Direction 1: From the passage on Arab citizens of Israel, extract the part that begins at the words "By the end of" and stops after "from military rule.", copied word for word.

Passage provided:
----------------
Within days of Hamas’s massacre last month that left 1,400 people dead in Israel, a gas station near the southern city of Be’er Sheva was packed with Israeli soldiers. Convoys of beaten-up military jeeps were zigzagging in and out of the pump terminals, and the roadside cafe had stopped taking civilian orders, trying to reserve all available stock for troops preparing for the first ground invasion of the Gaza Strip in just under a decade. In the parking lot, Israelis manned a makeshift booth offering falafel to passing soldiers, playing patriotic songs. The gas station workers, meanwhile, leaned on stock pallets in a shaded corner—four Bedouins speaking to each other in broken Hebrew with thick Arab accents, staring out into a nation not quite their own on the brink of war. They must have been terrified of outing themselves as Arabs.
By the end of the 1948 Arab-Israeli War, there were roughly 156,000 Palestinians who found themselves within what became the official borders of the state of Israel. Almost overnight, they had morphed into citizens of Israel. As of 2020, they number almost 2 million (including East Jerusalem Palestinians who hold permanent resident status), comprising about 20 percent of Israel’s population. They had evaded exile, but their initial relations to the state were marred by resentment and confusion: Many had relatives settled in tent cities in neighboring Arab countries, and large swaths of their former agricultural lands had been expropriated. Almost two decades would pass until these Arab towns in Israel would be released from military rule.
Arab citizens began from a point of severe disadvantage. Much of the Palestinian population lived in farming communities with lower levels of literacy. On top of this, there were deep feelings of resentment associated with the establishment of Israel and the new necessity of navigating it in what then was the enemy tongue.
----------------
Direction 2: In the records, begin at the line that has "Note: pick out every instance of the man" and stop after the line that has "(703, 1142)". Return only those lines with "Keypoints" renamed to "Marked points" and everything else unchanged.

(Excerpts from location labeling data)
----------------
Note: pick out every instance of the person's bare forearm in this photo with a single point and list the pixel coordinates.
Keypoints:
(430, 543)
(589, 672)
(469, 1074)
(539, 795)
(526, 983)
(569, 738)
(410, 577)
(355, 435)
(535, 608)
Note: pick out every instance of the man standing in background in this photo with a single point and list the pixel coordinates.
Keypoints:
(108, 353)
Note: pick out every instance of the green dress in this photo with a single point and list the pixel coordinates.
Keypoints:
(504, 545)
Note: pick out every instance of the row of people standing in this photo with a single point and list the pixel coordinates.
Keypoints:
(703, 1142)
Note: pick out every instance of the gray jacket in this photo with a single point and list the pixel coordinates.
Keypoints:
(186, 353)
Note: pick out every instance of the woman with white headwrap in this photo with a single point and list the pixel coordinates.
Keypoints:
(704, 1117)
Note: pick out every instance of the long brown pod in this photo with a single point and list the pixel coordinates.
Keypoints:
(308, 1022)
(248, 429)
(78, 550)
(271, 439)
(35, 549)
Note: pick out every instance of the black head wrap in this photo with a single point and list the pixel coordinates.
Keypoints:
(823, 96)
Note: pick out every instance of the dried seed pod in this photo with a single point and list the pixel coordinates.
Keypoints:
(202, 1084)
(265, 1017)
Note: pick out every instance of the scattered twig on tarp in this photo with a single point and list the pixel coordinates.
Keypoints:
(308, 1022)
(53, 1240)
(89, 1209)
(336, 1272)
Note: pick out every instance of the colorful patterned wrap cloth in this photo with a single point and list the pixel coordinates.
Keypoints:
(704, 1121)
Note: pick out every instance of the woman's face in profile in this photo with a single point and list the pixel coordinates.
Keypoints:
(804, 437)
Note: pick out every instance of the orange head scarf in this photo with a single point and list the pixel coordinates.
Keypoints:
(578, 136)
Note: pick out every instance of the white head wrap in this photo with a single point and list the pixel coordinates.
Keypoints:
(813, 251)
----------------
Written solution 1:
By the end of the 1948 Arab-Israeli War, there were roughly 156,000 Palestinians who found themselves within what became the official borders of the state of Israel. Almost overnight, they had morphed into citizens of Israel. As of 2020, they number almost 2 million (including East Jerusalem Palestinians who hold permanent resident status), comprising about 20 percent of Israel’s population. They had evaded exile, but their initial relations to the state were marred by resentment and confusion: Many had relatives settled in tent cities in neighboring Arab countries, and large swaths of their former agricultural lands had been expropriated. Almost two decades would pass until these Arab towns in Israel would be released from military rule.

Written solution 2:
Note: pick out every instance of the man standing in background in this photo with a single point and list the pixel coordinates.
Marked points:
(108, 353)
Note: pick out every instance of the green dress in this photo with a single point and list the pixel coordinates.
Marked points:
(504, 545)
Note: pick out every instance of the row of people standing in this photo with a single point and list the pixel coordinates.
Marked points:
(703, 1142)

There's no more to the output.